**REQUIREMENTS:** Repeat the material below exactly, with no pictures.

**RECORD LIST:**
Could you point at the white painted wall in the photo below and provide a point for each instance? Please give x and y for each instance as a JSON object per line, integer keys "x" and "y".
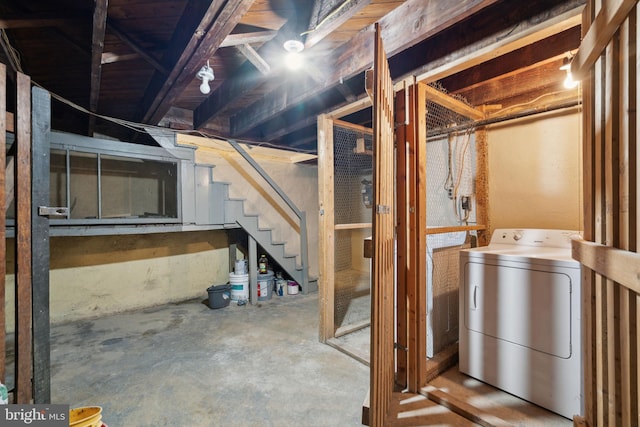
{"x": 100, "y": 275}
{"x": 535, "y": 172}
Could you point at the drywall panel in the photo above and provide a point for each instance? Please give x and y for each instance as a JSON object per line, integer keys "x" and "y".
{"x": 535, "y": 172}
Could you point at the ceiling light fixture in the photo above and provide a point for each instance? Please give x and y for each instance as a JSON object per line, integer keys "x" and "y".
{"x": 293, "y": 58}
{"x": 206, "y": 75}
{"x": 568, "y": 83}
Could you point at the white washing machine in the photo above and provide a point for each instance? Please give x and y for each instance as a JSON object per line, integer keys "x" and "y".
{"x": 520, "y": 317}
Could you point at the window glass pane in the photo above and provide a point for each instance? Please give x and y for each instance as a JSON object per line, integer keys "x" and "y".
{"x": 138, "y": 188}
{"x": 84, "y": 185}
{"x": 58, "y": 179}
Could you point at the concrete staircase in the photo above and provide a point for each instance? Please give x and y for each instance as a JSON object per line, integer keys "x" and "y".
{"x": 235, "y": 214}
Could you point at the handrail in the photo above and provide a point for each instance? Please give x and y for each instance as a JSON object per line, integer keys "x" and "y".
{"x": 300, "y": 214}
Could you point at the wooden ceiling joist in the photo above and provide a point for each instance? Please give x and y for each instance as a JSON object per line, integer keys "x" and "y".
{"x": 453, "y": 104}
{"x": 248, "y": 38}
{"x": 357, "y": 55}
{"x": 115, "y": 29}
{"x": 188, "y": 51}
{"x": 334, "y": 20}
{"x": 486, "y": 49}
{"x": 255, "y": 58}
{"x": 97, "y": 47}
{"x": 599, "y": 35}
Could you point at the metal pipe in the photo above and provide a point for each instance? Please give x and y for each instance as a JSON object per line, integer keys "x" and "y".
{"x": 431, "y": 134}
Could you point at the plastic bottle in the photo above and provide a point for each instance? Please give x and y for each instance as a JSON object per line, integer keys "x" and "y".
{"x": 263, "y": 264}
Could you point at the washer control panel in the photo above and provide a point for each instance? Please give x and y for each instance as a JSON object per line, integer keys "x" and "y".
{"x": 534, "y": 237}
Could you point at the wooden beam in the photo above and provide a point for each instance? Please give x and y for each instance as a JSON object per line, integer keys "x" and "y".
{"x": 619, "y": 265}
{"x": 39, "y": 20}
{"x": 188, "y": 50}
{"x": 470, "y": 412}
{"x": 426, "y": 19}
{"x": 97, "y": 47}
{"x": 255, "y": 58}
{"x": 248, "y": 38}
{"x": 484, "y": 50}
{"x": 115, "y": 29}
{"x": 453, "y": 104}
{"x": 24, "y": 355}
{"x": 333, "y": 20}
{"x": 599, "y": 35}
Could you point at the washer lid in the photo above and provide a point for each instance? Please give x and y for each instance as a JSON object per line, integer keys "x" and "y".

**RESPONSE TO THE EXERCISE:**
Could you point at the white painted wall in the photo below and provide a point for each instance? Please give x and y for each instance as a JSON object per line, integer keys "x" and "y".
{"x": 100, "y": 275}
{"x": 535, "y": 172}
Could you point at the drywall panel in the photo above and provide a point for each instance? Please give x and y for each instance as a JSON object per line, integer keys "x" and "y".
{"x": 535, "y": 172}
Could you point at the ceiling light fixture in the photo above and provide a point for each instance? Please give x and y for each instance as a JSON object per line, integer keys "x" and "y".
{"x": 293, "y": 58}
{"x": 206, "y": 75}
{"x": 568, "y": 83}
Could you point at the white washing machine in the photo above and provide a point for each instance? Please give x and y for each instance as a JSON object per line, integer keys "x" and "y".
{"x": 520, "y": 317}
Could you point at the window glass pane in the photo above and provide a point for each instance? Please give x and y for each instance as a JSON object per line, integer keys "x" and "y".
{"x": 138, "y": 188}
{"x": 84, "y": 185}
{"x": 58, "y": 179}
Could you point at the concrete staircase in the photo above and provide a point for each instance? Please give x and y for each instance as a JSON object per line, integer keys "x" and "y".
{"x": 235, "y": 214}
Could you point at the handrail in the photo above and provide a point for each instance? Please give x and y for each instance as a JSON object per line, integer keys "x" and "y".
{"x": 300, "y": 214}
Could you point at the wooden ceiling joist in the photo above and provide a point for each instance? Please give x and y for each instance as a JSON object per line, integer keys "x" and "y".
{"x": 453, "y": 104}
{"x": 248, "y": 38}
{"x": 357, "y": 55}
{"x": 115, "y": 29}
{"x": 188, "y": 51}
{"x": 334, "y": 20}
{"x": 486, "y": 49}
{"x": 255, "y": 58}
{"x": 97, "y": 47}
{"x": 599, "y": 35}
Could you point at the metal pipe in the photo above and provide a point for each instance? Please give x and y for each instance as a JSON object per line, integer keys "x" and "y".
{"x": 431, "y": 134}
Could you point at the plastic bottle in the photo above and provide a point for each instance? Please give x and y for each instance as a JSON object per line, integer keys "x" and "y".
{"x": 263, "y": 264}
Could you point at the washer control panel in the photo above and provide a point for each instance? Please give x and y for each instance as a JSON object per line, integer keys "x" and "y".
{"x": 534, "y": 237}
Could you point at the wooden beam in the photo above and provide a point for each instance? Please give x and y for each instance as a JSON object per line, integer keys "x" and "y".
{"x": 619, "y": 265}
{"x": 39, "y": 20}
{"x": 188, "y": 50}
{"x": 470, "y": 412}
{"x": 426, "y": 19}
{"x": 97, "y": 47}
{"x": 255, "y": 58}
{"x": 248, "y": 38}
{"x": 484, "y": 50}
{"x": 115, "y": 29}
{"x": 453, "y": 104}
{"x": 24, "y": 355}
{"x": 333, "y": 20}
{"x": 599, "y": 35}
Could you point at the washer lid in the photo above and provide a point for each instance? Please give x and y for each instance as a JSON object per line, integer keys "x" and "y".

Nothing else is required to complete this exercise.